A team from Yale assessed, in mice and hamsters, whether an mRNA vaccine administered intranasally 2 weeks after an IM vaccine would generate both systemic immunity and the nasal mucosal immunity that IM vaccines and boosters do not achieve. Indeed, the nasal vaccine regimen induced nasal mucosa–resident memory CD8 and CD4 cells and B cells, systemic and local IgA and IgG antibodies, and better T-cell immune responses than a regimen that used an IM booster. Presumably as a result, when challenged with virus, nasal vaccine recipients had less virus in the nose and a lower viral transmission rate than IM booster recipients. As an added benefit, the combination of an IM mRNA vaccine and a nasal vaccine booster offered protection against another coronavirus, SARS-CoV-1 (the cause of severe acute respiratory syndrome [SARS]).
Mao T et al. Unadjuvanted intranasal spike vaccine elicits protective mucosal immunity against sarbecoviruses. Science 2022 Nov 25; 378:eabo2523. (https://doi.org/10.1126/science.abo2523)
Comment
If these results in animals can be reproduced in humans, coronavirus vaccine boosters in the future might be delivered by the nasal route and might protect against multiple coronaviruses. The almost-certain development of new SARS-CoV-2 variants means we will have a continued need for booster immunizations.
● ● ●
What is being asked> From the excerpt on the intranasal mRNA vaccine study, list each type of nasal mucosa–resident memory cell that the nasal vaccine regimen induced.
● ● ●
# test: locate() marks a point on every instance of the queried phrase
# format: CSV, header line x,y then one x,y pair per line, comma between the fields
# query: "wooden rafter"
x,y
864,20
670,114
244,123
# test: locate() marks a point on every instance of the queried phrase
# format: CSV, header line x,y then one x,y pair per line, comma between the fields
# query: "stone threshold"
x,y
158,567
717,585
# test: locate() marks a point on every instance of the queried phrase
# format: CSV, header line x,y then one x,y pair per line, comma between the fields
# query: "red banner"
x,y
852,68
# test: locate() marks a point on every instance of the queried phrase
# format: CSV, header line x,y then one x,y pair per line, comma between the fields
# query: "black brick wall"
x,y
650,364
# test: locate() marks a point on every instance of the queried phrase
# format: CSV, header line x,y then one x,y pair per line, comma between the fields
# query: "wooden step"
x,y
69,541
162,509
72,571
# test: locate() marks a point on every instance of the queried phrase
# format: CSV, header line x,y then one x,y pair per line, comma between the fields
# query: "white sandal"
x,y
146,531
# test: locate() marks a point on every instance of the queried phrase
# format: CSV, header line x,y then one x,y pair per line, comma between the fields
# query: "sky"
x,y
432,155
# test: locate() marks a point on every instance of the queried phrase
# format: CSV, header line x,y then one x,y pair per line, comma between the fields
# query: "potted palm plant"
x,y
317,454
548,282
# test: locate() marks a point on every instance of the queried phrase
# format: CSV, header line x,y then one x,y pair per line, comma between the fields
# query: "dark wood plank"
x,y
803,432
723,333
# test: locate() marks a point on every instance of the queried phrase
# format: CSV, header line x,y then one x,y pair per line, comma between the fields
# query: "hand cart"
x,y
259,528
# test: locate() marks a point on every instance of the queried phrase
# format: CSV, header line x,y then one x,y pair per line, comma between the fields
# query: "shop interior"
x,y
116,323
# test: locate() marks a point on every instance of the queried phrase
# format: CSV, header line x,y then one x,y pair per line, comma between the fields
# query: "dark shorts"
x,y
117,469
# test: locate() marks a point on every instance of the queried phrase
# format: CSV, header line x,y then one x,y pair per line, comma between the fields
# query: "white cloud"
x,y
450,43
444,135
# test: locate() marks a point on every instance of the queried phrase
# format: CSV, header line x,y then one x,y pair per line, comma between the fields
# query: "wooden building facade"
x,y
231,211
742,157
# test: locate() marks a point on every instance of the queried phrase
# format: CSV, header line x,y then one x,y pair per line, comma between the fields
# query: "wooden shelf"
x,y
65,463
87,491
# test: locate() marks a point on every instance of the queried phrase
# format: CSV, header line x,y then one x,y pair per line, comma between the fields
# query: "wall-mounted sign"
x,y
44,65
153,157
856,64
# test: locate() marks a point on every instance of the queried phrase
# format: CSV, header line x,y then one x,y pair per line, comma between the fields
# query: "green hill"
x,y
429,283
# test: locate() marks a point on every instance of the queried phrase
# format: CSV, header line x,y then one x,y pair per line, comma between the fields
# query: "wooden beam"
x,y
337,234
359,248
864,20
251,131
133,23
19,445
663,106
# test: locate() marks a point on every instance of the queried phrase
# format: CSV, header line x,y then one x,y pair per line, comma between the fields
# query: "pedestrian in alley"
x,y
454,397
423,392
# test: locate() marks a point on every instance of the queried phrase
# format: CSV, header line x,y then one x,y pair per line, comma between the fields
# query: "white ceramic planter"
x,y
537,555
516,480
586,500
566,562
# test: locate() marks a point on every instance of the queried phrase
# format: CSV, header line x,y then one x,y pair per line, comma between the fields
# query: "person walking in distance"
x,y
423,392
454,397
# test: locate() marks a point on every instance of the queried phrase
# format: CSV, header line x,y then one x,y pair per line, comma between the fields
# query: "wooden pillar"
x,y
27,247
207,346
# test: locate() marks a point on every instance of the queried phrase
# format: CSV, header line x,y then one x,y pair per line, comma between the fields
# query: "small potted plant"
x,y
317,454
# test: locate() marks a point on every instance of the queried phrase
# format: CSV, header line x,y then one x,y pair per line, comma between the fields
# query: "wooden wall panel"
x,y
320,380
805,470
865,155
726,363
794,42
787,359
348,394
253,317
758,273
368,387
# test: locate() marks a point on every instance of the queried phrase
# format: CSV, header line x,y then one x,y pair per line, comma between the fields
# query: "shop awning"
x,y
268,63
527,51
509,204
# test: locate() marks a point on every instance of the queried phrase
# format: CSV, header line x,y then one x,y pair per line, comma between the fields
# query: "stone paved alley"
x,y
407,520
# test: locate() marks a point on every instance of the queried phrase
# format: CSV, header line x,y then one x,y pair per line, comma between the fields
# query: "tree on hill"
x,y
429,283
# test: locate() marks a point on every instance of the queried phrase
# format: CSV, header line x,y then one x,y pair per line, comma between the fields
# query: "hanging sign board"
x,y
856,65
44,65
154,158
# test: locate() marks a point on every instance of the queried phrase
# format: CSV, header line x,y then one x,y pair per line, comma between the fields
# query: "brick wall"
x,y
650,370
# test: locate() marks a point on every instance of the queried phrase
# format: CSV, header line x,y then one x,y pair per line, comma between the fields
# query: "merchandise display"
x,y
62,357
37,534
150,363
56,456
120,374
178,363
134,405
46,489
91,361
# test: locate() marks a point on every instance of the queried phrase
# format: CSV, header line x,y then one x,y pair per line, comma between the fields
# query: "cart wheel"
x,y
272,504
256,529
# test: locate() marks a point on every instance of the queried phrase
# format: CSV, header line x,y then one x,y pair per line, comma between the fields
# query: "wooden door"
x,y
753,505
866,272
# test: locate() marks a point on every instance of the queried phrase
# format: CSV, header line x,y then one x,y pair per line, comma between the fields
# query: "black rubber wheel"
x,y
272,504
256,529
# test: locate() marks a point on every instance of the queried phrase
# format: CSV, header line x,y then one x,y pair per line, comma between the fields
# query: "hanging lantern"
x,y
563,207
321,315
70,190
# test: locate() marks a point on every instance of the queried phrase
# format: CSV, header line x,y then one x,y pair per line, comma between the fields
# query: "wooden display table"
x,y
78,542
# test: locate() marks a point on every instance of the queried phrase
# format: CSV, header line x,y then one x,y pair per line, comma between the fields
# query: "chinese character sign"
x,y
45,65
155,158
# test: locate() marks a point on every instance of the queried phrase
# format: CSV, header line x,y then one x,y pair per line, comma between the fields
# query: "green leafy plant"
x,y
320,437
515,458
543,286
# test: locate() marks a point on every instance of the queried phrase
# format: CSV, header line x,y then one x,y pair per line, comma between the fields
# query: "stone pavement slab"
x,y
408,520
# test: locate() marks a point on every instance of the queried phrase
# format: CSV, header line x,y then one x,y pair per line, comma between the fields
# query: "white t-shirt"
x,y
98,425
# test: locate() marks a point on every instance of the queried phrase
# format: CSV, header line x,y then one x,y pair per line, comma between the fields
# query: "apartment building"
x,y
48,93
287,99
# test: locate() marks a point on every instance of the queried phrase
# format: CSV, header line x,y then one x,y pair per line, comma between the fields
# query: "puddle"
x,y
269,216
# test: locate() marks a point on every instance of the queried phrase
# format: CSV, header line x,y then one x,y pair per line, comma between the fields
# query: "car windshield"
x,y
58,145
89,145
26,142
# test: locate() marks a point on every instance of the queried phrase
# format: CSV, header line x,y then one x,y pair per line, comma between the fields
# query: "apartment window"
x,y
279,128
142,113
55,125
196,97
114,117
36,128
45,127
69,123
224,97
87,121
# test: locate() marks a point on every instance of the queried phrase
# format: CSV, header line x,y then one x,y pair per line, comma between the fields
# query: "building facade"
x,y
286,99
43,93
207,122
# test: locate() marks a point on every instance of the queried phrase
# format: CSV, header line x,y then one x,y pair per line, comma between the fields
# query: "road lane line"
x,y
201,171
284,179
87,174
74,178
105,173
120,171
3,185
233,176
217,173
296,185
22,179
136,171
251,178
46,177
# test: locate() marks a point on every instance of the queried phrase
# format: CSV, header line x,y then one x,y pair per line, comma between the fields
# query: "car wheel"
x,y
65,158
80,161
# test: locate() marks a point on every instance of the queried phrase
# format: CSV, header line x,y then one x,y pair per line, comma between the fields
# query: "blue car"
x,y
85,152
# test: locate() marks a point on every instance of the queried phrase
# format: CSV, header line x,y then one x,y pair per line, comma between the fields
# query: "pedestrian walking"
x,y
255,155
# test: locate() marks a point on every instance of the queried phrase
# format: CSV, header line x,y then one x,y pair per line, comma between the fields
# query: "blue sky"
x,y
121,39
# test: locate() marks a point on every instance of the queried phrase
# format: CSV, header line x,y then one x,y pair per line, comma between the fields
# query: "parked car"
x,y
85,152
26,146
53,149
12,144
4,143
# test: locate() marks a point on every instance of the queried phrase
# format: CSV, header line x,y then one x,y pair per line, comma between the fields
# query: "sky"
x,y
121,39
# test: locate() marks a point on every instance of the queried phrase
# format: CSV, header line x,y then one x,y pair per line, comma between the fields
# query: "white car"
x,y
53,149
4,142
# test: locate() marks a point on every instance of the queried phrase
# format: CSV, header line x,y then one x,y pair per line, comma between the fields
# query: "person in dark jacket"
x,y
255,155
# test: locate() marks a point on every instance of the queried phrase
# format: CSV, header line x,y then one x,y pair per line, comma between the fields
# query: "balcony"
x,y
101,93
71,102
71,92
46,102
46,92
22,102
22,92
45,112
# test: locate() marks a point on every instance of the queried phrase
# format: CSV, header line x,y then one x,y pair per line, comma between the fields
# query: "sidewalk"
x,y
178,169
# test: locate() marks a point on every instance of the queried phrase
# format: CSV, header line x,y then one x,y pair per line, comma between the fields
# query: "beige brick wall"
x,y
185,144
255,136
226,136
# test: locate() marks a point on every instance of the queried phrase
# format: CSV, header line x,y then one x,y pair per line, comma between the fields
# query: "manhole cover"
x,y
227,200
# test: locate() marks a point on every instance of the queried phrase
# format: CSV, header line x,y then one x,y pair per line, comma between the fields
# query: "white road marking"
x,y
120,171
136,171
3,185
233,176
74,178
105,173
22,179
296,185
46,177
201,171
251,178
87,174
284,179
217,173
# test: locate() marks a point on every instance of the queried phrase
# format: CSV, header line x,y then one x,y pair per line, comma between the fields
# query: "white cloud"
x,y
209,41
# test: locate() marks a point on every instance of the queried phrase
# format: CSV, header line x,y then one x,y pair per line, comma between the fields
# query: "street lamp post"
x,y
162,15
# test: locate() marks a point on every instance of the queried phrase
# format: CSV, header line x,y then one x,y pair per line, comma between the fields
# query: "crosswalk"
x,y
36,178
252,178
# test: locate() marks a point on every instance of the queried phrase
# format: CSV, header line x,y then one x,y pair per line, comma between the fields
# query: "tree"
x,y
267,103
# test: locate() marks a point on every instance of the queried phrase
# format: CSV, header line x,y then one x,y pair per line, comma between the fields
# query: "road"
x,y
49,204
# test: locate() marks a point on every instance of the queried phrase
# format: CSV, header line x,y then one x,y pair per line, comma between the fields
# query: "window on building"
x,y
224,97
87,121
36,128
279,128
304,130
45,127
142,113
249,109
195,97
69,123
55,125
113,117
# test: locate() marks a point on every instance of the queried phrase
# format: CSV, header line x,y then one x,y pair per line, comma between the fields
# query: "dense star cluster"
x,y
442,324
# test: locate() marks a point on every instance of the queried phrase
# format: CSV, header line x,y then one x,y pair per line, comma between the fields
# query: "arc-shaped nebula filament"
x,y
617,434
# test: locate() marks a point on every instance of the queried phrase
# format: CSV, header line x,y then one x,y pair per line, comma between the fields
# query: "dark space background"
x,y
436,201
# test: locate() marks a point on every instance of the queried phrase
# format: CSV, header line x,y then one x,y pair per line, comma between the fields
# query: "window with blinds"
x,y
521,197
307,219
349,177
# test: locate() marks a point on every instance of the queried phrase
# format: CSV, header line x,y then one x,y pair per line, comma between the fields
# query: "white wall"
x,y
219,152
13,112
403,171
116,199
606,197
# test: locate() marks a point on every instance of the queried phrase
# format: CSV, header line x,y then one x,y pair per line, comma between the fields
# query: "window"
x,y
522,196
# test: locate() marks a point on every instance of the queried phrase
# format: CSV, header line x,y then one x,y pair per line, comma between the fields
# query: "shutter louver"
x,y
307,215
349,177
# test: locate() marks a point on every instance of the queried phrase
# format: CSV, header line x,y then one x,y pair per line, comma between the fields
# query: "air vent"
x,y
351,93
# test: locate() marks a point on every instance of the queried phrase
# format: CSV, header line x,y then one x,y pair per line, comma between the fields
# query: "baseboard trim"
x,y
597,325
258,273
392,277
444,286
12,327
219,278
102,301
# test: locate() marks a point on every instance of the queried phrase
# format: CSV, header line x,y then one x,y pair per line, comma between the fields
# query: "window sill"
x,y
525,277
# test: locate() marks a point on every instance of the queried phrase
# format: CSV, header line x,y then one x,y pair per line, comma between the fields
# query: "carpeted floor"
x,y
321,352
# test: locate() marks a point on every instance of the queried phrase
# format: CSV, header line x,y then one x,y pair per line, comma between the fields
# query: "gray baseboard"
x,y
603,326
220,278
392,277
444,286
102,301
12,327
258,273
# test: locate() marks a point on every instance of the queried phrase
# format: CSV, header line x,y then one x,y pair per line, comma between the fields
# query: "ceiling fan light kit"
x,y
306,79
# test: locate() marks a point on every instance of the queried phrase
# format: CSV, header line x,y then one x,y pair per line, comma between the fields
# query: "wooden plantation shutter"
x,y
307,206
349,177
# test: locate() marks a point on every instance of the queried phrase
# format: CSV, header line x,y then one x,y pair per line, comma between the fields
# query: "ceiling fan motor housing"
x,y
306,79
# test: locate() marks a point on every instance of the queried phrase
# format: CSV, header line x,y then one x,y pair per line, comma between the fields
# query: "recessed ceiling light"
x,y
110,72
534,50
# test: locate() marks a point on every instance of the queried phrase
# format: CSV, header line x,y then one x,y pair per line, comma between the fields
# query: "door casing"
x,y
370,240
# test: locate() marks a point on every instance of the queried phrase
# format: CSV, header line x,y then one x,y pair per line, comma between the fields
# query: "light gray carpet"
● ● ●
Answer to the exercise> CD8 cells, CD4 cells, B cells